#### EXCERPT PROVIDED

Clovis Unified is analyzing the lengthy but noted that some of the issues raised in the complaint had already been addressed while other allegations were dismissed.

In a statement, Superintendent Corrine Folmer recognized the Faculty Senate’s longtime role in representing the interests of the district’s teachers but did not mention ACE by name.

“Moving forward, we will continue to seek ways to involve our teachers in decision-making, value their voice, and put a priority on our teachers and their direct impact on our students and classroom learning,” Folmer said.

Multiple Violations

The PERB ruling, which rolled together four separate complaints against the district and Faculty Senate, found that both had violated the Education Employment Relations Act when the district gave stipends and time off to teachers serving as Faculty Senate members, and when the Faculty Senate gathered signatures for the Clovis Teachers Organization, another labor organizing group created to rival ACE.

The PERB decision also requires the district to delete language in emails from former Superintendent Eimear O’Brien in support of the Faculty Senate as the teachers’ representative and the portions of “Doc’s Charge” that clearly advocates against teachers joining a labor union.

“Doc’s Charge” is the guidance for employees that was created by Floyd “Doc” Buchanan, the district’s founding superintendent. The guidance also emphasizes the importance of maintaining high standards and teaching students to be competitive and successful.

“Doc’s Charge is the most blatant,” the PERB ruling says. “It specifically sets forth a historical viewpoint of the District being proud that it is non-union.”

Although the district removed the language from its website and stopped handing it out to newly hired employees during orientation, it is still on display in the trustees’ boardroom, superintendent’s office, and other district locations, the PERB ruling observed.

########

## [TASK TO CARRY OUT]
Retype the part of the excerpt on the Clovis Unified labor ruling from "Multiple Violations" to "to rival ACE.".

#### RAW DATA

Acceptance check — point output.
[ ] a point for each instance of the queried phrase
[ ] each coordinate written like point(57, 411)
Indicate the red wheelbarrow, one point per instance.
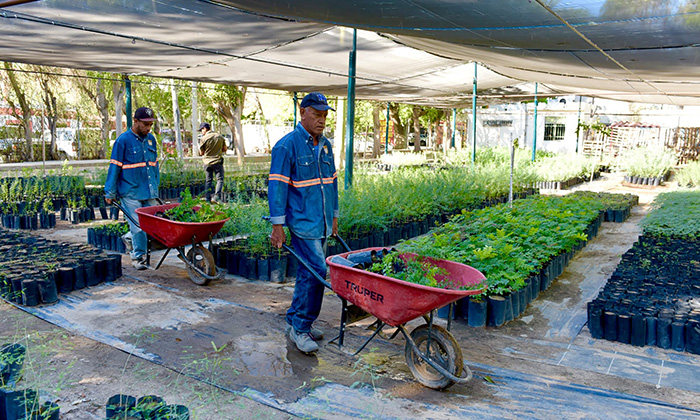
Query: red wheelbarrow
point(170, 234)
point(432, 353)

########

## [ANSWER TO THIS PROBLEM]
Multiple Violations

The PERB ruling, which rolled together four separate complaints against the district and Faculty Senate, found that both had violated the Education Employment Relations Act when the district gave stipends and time off to teachers serving as Faculty Senate members, and when the Faculty Senate gathered signatures for the Clovis Teachers Organization, another labor organizing group created to rival ACE.